◆ Source passage
August 03, 2011

Dear God..Why Does This Crap Happen?


Well, there you go.


My last paycheck was...small.

There was an odd and rather mysterious deduction. I did a bit of research and it seems I owe the city of Portsmouth nearly 700 dollars in personal property taxes.
Taxes on my mobile home.
The mobile home in Newport News (a different City) that was destroyed in hurricane Ida nearly THREE YEARS AGO.
This is not the first time I've had this argument with the city. I had it in the spring of 2010 and again earlier this year. Both times I convinced them via the insurance papers that the trailer was no longer around. This is not sufficient this time as they will not make any adjustments to what the DMV says is in my possession. The DMV is requiring all sorts of paperwork from Newport News to prove the nonexistence of the trailer.

I should have this resolved by Friday, but damn, this is annoying. A garnishment, even one that is unjustified plays havoc with ones credit. Tuition is coming due soon. The various medical bills from earlier in the year left me with less than 50 bucks to my name at the end of May and it has been a chore to save enough over he last 2 months to have my tuition for this semester...this is a bad time for the monies to be disappearing.

In other news...

I'm getting everything in order for next semester, which starts in 3 and a half weeks. I will be attempting to test into the next Japanese Class and to that end I am cramming.

I've also been dealing with my arch nemesis: a ruthless mega-corporation known as Follet. This heartless entity was, last week, shipping vast quantities of 55-65 pound boxes that need to be unloaded and sorted by a certain UPS employee in 100 degree heat. Within those boxes are college textbooks that are unpacked, shelved and this week Follet sold them to said individual at exorbitant prices. I swear..I don't think the people that work at Follet are even human!

◆ Try it
Answer these questions about the blog post on the tax deduction.
(a) How much does the writer owe the city of Portsmouth in personal property taxes?
(b) What destroyed the mobile home in Newport News?
(c) How long until next semester starts?
The listing is separate material, unrelated to the blog post.

[Natural-language object grounding data]
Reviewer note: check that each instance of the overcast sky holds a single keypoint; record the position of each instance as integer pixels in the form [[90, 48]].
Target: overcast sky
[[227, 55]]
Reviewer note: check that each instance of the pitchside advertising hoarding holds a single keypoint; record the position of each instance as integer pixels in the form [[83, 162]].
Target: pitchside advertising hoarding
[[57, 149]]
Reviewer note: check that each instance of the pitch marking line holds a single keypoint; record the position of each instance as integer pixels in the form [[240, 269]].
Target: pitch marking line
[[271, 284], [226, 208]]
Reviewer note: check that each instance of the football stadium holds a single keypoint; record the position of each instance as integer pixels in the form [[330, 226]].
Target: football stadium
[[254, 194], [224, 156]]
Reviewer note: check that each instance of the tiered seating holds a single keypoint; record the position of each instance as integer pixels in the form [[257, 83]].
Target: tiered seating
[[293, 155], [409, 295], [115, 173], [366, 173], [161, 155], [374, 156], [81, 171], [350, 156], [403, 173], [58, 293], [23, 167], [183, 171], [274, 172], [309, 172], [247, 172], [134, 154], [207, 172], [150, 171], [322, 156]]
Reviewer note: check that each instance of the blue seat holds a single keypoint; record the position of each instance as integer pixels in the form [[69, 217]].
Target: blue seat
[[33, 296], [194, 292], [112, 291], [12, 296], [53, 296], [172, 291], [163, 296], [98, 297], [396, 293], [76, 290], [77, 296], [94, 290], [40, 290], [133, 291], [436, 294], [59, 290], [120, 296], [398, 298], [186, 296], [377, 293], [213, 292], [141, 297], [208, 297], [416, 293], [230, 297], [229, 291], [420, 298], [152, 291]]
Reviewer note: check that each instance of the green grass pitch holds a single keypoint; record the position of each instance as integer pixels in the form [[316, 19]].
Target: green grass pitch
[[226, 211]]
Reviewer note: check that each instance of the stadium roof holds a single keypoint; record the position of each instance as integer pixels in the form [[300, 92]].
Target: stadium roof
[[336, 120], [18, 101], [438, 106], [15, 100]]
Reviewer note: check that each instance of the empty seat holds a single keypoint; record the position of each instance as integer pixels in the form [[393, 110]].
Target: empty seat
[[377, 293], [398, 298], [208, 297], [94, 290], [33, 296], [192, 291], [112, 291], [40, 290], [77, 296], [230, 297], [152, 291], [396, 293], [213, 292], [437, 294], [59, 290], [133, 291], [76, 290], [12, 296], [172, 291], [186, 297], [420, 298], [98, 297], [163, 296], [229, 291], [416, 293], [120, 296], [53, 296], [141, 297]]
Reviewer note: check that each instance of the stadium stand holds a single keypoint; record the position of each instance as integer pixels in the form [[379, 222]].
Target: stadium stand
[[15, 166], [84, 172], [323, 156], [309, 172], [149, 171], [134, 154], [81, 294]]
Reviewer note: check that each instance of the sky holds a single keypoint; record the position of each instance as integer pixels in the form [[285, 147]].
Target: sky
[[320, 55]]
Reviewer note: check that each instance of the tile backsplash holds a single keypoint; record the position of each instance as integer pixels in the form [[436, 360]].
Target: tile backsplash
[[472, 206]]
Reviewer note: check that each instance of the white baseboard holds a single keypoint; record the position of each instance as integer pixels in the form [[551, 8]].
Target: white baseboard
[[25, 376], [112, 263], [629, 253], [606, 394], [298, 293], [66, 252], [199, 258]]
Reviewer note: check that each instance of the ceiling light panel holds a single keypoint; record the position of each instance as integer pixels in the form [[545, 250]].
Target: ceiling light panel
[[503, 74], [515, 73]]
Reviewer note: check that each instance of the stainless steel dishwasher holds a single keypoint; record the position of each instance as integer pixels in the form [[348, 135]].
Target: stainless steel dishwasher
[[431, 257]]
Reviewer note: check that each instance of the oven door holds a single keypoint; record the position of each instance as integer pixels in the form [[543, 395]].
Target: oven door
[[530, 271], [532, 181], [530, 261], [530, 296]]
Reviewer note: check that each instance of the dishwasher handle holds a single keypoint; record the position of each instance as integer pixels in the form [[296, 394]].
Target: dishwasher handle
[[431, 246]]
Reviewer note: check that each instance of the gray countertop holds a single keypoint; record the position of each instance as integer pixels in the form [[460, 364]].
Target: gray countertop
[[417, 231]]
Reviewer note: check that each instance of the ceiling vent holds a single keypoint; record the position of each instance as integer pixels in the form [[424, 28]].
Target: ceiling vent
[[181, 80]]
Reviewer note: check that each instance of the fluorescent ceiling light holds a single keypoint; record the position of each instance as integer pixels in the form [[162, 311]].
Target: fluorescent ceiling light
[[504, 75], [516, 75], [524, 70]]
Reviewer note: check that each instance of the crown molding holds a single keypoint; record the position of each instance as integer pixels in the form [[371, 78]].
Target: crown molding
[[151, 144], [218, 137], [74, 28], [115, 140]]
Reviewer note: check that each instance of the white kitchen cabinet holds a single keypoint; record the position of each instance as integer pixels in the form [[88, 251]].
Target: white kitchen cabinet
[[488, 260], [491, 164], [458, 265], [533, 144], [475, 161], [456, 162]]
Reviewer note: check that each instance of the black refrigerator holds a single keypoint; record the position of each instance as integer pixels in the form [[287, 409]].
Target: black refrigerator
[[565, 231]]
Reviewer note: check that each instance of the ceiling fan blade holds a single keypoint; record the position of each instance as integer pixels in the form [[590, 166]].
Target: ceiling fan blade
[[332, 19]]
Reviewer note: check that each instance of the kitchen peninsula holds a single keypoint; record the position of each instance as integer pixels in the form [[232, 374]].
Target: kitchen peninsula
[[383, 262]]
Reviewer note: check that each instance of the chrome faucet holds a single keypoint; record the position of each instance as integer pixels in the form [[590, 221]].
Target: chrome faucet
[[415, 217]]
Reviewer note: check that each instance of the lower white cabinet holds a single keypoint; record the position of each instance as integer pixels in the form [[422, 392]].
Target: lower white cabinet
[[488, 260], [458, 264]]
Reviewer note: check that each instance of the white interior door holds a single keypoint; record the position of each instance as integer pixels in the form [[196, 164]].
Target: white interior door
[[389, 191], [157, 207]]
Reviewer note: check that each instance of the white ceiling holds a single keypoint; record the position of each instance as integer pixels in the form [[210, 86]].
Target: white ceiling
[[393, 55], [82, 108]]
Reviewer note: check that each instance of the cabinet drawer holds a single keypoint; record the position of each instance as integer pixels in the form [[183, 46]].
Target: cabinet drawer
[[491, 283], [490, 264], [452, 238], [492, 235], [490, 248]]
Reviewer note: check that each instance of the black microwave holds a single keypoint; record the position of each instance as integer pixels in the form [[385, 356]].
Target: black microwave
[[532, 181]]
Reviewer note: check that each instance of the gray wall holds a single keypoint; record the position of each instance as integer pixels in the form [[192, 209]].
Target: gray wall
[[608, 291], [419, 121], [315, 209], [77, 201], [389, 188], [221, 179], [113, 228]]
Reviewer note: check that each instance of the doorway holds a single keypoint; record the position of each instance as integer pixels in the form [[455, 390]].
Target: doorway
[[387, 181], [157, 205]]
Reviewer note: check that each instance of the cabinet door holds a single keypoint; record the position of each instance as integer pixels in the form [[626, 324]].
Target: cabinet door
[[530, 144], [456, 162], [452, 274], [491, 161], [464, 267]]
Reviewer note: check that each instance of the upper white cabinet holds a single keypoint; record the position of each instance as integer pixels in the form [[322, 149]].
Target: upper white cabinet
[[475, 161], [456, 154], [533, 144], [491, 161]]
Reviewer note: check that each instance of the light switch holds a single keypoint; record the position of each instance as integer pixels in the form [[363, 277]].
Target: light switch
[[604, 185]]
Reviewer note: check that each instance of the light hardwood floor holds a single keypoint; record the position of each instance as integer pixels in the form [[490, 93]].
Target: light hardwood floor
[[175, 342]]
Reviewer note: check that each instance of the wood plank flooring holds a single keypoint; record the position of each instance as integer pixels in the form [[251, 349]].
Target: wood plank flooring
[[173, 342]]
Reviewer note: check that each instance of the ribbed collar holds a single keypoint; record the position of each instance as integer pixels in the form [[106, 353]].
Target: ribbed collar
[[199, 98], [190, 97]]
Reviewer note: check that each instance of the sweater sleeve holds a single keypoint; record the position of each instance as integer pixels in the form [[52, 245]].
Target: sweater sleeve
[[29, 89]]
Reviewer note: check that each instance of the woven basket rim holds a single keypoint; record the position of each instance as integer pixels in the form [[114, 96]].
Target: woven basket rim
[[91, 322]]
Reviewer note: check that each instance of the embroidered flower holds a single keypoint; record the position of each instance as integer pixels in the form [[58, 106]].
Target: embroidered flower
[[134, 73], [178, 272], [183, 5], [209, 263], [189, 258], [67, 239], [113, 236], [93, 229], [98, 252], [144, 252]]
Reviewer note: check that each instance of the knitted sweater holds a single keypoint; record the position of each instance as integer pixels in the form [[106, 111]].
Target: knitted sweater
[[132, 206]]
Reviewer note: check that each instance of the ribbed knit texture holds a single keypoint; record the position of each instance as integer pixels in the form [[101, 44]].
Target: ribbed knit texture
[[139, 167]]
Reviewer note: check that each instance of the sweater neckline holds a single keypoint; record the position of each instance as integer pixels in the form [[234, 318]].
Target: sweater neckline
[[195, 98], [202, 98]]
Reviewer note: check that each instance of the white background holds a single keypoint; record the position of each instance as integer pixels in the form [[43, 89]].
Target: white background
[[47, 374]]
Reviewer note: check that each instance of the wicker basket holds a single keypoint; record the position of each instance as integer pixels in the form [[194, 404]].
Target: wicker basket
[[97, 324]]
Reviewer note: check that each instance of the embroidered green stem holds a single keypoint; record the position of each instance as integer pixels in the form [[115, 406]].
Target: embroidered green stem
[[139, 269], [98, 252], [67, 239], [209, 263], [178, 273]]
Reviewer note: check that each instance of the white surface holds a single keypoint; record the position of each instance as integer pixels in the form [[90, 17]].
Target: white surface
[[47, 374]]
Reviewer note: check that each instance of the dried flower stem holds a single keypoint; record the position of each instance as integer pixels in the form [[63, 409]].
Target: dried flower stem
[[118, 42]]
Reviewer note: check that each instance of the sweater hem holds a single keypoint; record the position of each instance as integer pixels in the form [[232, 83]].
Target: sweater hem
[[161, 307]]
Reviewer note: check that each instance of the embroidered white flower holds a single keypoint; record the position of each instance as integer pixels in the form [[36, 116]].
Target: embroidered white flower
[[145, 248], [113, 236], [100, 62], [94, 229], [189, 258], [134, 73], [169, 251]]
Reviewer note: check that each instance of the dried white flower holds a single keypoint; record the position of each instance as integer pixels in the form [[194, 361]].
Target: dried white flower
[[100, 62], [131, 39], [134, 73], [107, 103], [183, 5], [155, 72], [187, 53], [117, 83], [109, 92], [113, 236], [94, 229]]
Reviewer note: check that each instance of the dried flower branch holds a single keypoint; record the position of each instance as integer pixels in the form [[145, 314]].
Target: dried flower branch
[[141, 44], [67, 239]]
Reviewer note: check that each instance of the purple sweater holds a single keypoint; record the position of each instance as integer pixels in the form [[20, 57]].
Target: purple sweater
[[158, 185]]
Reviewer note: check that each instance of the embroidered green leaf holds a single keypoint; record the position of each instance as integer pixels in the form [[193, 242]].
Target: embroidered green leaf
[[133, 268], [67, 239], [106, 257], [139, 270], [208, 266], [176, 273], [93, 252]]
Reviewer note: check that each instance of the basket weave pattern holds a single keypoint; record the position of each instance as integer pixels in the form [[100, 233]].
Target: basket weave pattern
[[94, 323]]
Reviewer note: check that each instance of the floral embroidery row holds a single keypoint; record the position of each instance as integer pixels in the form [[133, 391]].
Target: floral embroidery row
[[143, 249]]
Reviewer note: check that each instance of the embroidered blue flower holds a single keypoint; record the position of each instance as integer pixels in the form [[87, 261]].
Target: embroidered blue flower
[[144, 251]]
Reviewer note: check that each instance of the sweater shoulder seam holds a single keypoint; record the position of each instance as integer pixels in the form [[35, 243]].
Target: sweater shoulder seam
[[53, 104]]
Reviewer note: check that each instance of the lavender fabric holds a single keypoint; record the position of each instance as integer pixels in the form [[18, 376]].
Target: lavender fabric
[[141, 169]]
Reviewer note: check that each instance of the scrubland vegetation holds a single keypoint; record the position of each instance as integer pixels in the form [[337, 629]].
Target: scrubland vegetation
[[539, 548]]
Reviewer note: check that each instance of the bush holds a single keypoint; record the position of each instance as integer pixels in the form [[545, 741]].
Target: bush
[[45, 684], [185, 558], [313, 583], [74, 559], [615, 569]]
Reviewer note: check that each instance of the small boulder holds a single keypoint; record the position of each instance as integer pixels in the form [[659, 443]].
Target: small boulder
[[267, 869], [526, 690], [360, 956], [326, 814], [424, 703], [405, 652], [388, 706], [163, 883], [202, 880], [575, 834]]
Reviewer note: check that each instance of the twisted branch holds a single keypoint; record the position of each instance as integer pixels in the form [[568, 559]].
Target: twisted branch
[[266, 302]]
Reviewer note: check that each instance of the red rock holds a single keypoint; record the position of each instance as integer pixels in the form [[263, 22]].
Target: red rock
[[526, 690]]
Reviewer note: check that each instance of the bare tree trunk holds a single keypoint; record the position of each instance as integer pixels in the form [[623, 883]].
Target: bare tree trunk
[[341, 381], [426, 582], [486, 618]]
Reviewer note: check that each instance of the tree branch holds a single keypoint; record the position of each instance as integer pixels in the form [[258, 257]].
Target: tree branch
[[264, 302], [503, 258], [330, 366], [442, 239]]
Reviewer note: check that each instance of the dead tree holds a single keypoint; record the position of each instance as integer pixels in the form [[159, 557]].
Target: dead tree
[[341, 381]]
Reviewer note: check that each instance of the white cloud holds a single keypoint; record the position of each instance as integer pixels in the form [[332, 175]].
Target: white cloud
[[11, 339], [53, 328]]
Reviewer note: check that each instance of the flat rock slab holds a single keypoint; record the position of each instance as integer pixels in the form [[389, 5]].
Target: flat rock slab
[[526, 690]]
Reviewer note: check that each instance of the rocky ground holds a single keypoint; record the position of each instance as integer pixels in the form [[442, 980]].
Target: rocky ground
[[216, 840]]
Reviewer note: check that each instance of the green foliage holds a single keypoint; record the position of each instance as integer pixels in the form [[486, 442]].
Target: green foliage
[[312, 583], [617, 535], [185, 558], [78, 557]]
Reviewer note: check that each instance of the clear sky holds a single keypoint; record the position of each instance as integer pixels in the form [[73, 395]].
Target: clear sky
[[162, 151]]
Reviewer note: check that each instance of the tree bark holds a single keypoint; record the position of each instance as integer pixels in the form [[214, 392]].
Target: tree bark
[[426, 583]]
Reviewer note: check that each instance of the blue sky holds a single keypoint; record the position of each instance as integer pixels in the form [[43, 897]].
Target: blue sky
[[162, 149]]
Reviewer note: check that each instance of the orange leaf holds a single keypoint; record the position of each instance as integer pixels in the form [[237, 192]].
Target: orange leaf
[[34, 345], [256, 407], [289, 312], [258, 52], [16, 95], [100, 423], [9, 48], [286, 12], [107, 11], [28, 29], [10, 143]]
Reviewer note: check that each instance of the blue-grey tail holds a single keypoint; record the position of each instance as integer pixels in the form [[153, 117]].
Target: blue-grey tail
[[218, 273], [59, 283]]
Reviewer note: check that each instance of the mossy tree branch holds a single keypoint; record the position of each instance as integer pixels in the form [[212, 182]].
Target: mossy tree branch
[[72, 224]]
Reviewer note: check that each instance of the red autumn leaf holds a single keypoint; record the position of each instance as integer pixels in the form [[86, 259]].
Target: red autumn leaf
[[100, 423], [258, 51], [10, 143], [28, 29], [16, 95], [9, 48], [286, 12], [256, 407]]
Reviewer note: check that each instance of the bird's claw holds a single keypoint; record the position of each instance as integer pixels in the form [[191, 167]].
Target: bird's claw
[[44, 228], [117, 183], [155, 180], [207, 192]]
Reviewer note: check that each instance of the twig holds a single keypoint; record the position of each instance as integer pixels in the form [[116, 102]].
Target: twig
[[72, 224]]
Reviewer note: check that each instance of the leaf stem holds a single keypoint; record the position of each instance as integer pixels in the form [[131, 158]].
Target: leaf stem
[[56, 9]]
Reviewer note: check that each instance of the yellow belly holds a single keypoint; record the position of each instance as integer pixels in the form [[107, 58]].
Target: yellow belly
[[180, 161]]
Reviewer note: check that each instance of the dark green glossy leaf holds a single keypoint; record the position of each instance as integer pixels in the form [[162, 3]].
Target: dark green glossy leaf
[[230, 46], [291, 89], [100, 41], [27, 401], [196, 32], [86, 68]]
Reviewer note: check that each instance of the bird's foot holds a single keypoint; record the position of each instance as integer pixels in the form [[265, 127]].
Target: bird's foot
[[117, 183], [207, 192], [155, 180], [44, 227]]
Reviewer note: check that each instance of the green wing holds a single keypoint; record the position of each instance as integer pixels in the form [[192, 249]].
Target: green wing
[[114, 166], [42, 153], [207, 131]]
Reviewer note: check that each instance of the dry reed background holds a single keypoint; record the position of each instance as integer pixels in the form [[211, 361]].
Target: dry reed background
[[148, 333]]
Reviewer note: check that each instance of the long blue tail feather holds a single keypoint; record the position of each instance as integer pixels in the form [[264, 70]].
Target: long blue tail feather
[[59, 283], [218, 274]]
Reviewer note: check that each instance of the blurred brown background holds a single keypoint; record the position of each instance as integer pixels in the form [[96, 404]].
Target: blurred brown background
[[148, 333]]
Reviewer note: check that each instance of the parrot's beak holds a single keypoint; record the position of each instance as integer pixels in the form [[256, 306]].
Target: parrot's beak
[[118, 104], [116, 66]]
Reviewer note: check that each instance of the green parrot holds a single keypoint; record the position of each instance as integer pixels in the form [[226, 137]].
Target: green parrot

◆ Task solution
(a) Nearly 700 dollars.
(b) Hurricane Ida.
(c) Three and a half weeks.